> [Page extract]:
··········

The securitization of public health emergencies

USARPAC Commander Visits Papua New Guinea Defense Forces

Henry Ivarature


A new bill passed in the Papua New Guinea (PNG) Parliament has increased the state’s security powers to deal with public health emergencies. Henry Ivarature takes a look at whether there is a better way to achieve health emergency goals.

 

Late last week I got wind that the PNG Public Health Emergency Bill was about to come before Parliament — things moved so quickly that the Bill passed before I could get a copy!

The PNG Public Health Emergency Bill 2020 was rushed through Parliament on Friday last week, almost too quick for members of the opposition to read it when it became available on the same day. The government suspended Parliamentary standing orders and tabled the Bill before the public or Opposition had time to review it. Only 14 MPs voted against it as time was too short for proper consideration.

The Act has two purposes. The first is to have a legal framework to respond to public health emergencies, defined as ‘an extraordinary event which is determined to constitute a public health risk of international concern’. Second is ‘to enable the delivery of a national response to a public health emergency’.

··········

> [Dataset excerpts]:

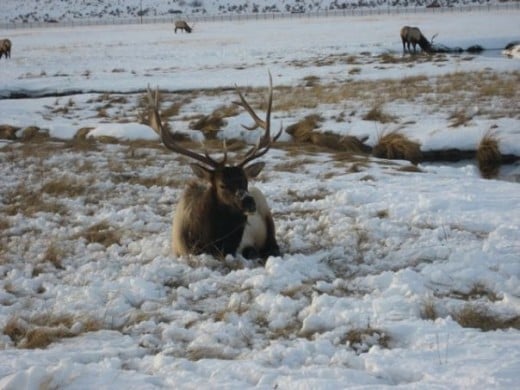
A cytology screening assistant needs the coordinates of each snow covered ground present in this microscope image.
[0,6,520,389]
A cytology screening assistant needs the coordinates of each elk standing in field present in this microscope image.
[148,76,282,259]
[174,20,193,34]
[0,39,11,58]
[401,26,432,54]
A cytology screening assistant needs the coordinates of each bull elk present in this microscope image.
[148,75,282,259]
[174,20,193,34]
[0,39,11,58]
[400,26,432,54]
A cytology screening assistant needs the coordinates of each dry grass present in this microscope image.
[2,314,102,349]
[340,326,391,355]
[453,304,520,332]
[285,114,323,142]
[448,109,471,127]
[363,103,397,123]
[2,182,68,216]
[372,132,422,164]
[476,132,502,179]
[41,175,90,198]
[421,298,439,321]
[80,221,121,248]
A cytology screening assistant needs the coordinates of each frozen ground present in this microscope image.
[0,6,520,389]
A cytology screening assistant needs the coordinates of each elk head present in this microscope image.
[148,74,282,221]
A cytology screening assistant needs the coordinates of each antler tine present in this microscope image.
[237,72,282,166]
[148,86,221,168]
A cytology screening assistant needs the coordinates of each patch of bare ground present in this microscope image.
[372,132,422,164]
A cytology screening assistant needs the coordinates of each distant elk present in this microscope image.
[175,20,193,34]
[401,26,432,54]
[0,39,11,58]
[148,75,282,259]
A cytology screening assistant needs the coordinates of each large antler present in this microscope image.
[148,87,222,168]
[234,72,282,167]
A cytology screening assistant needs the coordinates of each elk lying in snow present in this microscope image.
[401,26,432,54]
[174,20,193,34]
[0,39,11,58]
[148,77,282,258]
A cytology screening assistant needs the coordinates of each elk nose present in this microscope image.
[238,191,256,213]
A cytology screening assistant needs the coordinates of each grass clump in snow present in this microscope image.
[372,132,422,164]
[340,326,391,355]
[80,221,121,248]
[2,314,101,349]
[477,133,502,179]
[453,304,520,332]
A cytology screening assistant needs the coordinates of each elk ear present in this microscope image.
[190,164,213,181]
[244,161,265,178]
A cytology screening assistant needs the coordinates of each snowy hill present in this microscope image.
[0,0,507,23]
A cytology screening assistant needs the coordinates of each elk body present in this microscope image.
[174,20,193,34]
[149,76,281,258]
[0,39,11,58]
[400,26,432,54]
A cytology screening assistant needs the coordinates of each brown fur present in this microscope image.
[0,39,12,58]
[400,26,432,54]
[476,134,502,179]
[174,20,193,34]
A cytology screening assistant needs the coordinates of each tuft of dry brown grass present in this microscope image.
[363,103,397,123]
[476,132,502,179]
[372,132,422,164]
[453,304,520,332]
[285,114,323,142]
[0,125,20,140]
[80,221,121,248]
[421,298,439,321]
[340,326,391,355]
[2,313,102,349]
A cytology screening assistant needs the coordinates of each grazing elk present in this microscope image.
[0,39,11,58]
[148,75,282,259]
[400,26,432,54]
[174,20,193,34]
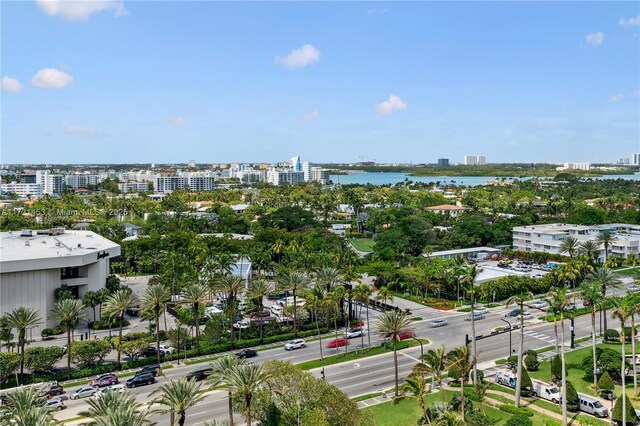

··········

Retype the passage from the article on PNG's Public Health Emergency Bill word for word, starting at "The securitization of" and ending at "health emergency goals.". The entries play no part in what follows.

The securitization of public health emergencies

USARPAC Commander Visits Papua New Guinea Defense Forces

Henry Ivarature


A new bill passed in the Papua New Guinea (PNG) Parliament has increased the state’s security powers to deal with public health emergencies. Henry Ivarature takes a look at whether there is a better way to achieve health emergency goals.